:: TEXT SEGMENT ::

For instance, an arrow may indicate a waiting or monitoring period
of unspecified duration between enumerated steps of the depicted
embodiment.
[0039] In the following detailed description, reference is made to
the accompanying drawings, which form a part thereof. The foregoing
summary is illustrative only and is not intended to be in any way
limiting. In addition to the illustrative aspects, embodiments, and
features described above, further aspects, embodiments, and
features will become apparent by reference to the drawings and the
following detailed description. The description of elements in each
figure may refer to elements of proceeding figures. Like numbers
may refer to like elements in the figures, including alternate
embodiments of like elements.
[0040] Referring to FIG. 1, a conceptual illustration of the
generation of an inference map image 110 from multiple video still
images 115, 116, 117 in accordance with an embodiment of the
disclosure is shown. As discussed above, large portions of
time-series data currently submitted for analytics processing
include video content. Video content often comprises a series of
still images within a container or wrapper format that describes
how different elements of data and metadata coexist within a
specific computer file. In many embodiments, a video file
comprising video content submitted for analytics processing can be
analyzed one frame at a time. However, because many video frames
share similar elements with neighboring frames, the processing of
each video frame can additionally examine adjacent frames to
capture more information.
[0041] FIG. 1 illustrates a conceptual example of this process
wherein a still frame 115 (also described herein as an image) from
a video source is processed to generate an inference map image 110.
The process of generating the inference map image 110 utilizes not
just the main still frame 115, but also a preceding adjacent frame
114 and a successive adjacent frame 116. In certain embodiments,
the preceding adjacent frame 114 and successive adjacent frame 116
can be the exact previous and next frame in series. In further
embodiments, the preceding adjacent frame 114 and successive
adjacent frame 116 can be keyframes within a compressed video
stream. In still further embodiments, adjacent frames 114, 116 can
be generated from other data within the video file.

:::

## SET TASKS:
a) Answer these questions using the video-analytics excerpt:
(i) What may an arrow indicate?
(ii) What does video content often comprise?
(iii) In further embodiments, what can the preceding and successive adjacent frames be?
b) Can you reproduce the part of the video-analytics excerpt between "[0039] In the" and "of like elements.", inclusive?

:: RECORDED DATA ::

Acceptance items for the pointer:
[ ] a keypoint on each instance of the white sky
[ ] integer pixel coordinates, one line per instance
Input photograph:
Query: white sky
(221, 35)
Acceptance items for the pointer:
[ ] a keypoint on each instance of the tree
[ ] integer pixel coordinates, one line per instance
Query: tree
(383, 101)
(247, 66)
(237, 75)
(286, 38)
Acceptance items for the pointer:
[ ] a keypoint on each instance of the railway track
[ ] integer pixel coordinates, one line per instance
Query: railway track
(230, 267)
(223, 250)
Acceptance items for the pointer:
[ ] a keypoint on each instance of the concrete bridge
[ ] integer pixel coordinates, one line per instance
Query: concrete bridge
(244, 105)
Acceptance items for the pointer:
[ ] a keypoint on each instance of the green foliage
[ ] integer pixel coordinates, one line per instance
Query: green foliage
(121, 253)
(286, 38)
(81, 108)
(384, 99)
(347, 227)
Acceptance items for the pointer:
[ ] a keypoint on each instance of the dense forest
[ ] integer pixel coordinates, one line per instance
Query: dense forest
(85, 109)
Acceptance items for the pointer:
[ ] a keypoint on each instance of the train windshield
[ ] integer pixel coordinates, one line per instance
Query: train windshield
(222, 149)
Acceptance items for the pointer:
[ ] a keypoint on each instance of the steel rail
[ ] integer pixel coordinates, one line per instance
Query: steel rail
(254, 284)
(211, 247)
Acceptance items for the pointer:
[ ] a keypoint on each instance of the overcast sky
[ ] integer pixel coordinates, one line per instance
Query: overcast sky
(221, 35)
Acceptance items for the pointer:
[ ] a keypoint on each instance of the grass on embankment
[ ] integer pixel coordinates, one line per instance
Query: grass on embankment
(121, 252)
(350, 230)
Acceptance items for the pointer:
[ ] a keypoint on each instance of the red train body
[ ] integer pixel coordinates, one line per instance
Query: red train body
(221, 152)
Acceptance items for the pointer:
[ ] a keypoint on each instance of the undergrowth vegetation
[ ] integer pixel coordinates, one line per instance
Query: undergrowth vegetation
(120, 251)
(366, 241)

:::

## TASK-BY-TASK RESULTS:
a)
(i) A waiting or monitoring period of unspecified duration between enumerated steps of the depicted embodiment.
(ii) A series of still images within a container or wrapper format that describes how different elements of data and metadata coexist within a specific computer file.
(iii) Keyframes within a compressed video stream.

b)
[0039] In the following detailed description, reference is made to
the accompanying drawings, which form a part thereof. The foregoing
summary is illustrative only and is not intended to be in any way
limiting. In addition to the illustrative aspects, embodiments, and
features described above, further aspects, embodiments, and
features will become apparent by reference to the drawings and the
following detailed description. The description of elements in each
figure may refer to elements of proceeding figures. Like numbers
may refer to like elements in the figures, including alternate
embodiments of like elements.